Assignment: All lines from the one that mentions "Consider the photo above. For every instance of the orange" through the last of the entries below must be copied exactly, with both ends kept.

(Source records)
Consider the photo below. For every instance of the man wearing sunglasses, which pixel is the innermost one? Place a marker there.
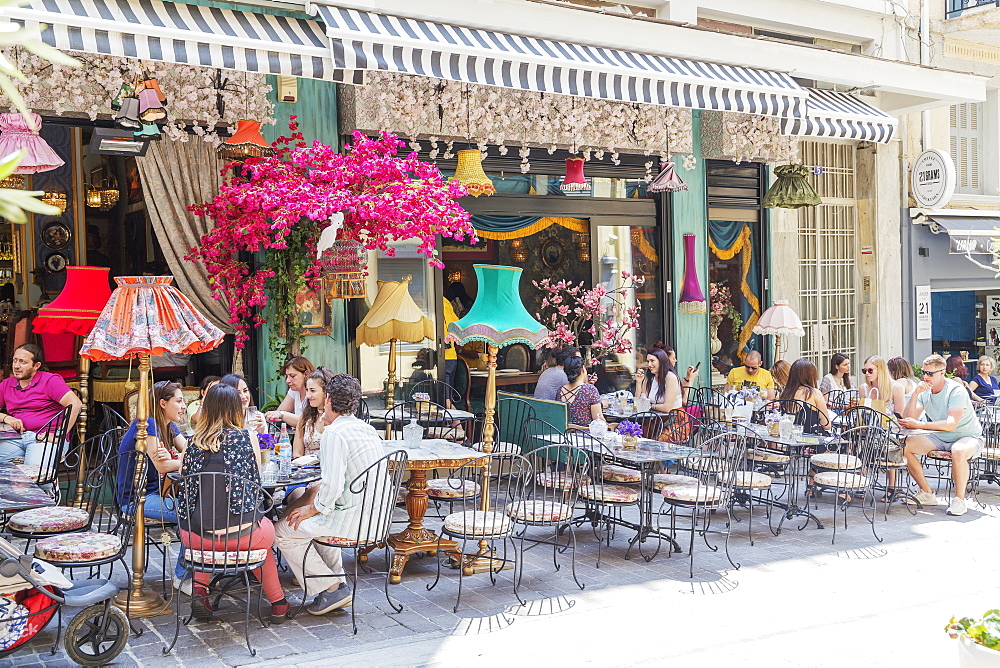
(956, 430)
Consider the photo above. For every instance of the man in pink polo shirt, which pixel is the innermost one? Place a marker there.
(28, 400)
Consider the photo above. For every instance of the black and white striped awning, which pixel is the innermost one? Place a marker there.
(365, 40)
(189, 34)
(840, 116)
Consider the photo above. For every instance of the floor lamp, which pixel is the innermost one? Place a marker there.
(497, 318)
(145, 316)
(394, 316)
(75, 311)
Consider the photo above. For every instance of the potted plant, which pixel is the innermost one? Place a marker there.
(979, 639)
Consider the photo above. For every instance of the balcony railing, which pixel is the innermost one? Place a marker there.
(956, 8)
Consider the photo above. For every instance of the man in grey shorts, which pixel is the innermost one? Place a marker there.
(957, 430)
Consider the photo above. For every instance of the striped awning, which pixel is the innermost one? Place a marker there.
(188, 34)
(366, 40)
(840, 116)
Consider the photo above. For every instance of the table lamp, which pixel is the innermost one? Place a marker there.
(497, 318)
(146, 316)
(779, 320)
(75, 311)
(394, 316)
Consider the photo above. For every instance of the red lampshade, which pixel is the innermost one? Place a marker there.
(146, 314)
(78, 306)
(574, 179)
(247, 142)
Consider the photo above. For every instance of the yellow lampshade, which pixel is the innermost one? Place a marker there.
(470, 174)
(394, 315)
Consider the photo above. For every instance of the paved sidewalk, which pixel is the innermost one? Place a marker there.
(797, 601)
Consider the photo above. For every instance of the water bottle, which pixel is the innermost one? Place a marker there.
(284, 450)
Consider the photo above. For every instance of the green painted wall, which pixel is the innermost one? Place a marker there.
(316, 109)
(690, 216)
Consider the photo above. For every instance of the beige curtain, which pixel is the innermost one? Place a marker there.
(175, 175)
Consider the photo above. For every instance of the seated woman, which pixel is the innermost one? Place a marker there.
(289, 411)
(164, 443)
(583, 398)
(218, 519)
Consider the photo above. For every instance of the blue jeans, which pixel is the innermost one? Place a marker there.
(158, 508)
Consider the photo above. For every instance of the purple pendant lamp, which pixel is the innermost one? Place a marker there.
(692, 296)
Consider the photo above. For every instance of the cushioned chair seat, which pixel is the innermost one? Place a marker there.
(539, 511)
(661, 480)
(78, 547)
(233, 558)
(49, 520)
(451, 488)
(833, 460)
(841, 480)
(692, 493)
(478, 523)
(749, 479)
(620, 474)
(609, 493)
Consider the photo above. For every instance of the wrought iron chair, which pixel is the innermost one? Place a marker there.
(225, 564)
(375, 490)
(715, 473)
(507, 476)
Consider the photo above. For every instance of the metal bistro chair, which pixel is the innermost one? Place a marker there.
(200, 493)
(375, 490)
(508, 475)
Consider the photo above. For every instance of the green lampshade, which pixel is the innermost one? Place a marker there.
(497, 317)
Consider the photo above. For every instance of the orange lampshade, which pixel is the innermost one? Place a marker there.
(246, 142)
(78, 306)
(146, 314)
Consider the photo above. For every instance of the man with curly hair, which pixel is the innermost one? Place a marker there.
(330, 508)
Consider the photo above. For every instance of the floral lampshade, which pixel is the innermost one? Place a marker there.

Response to this exercise:
Consider the photo above. For every instance of the orange lampshade, which pixel is the innermost one? Place a marker there.
(246, 142)
(78, 306)
(146, 314)
Consider the photo above. For every instance of the man with curly hair, which pixel is the innermost one? Place a marker there.
(330, 508)
Consider the photo above. For every instance of the floral lampshade, which pixel is the innermost one? Place a marker there.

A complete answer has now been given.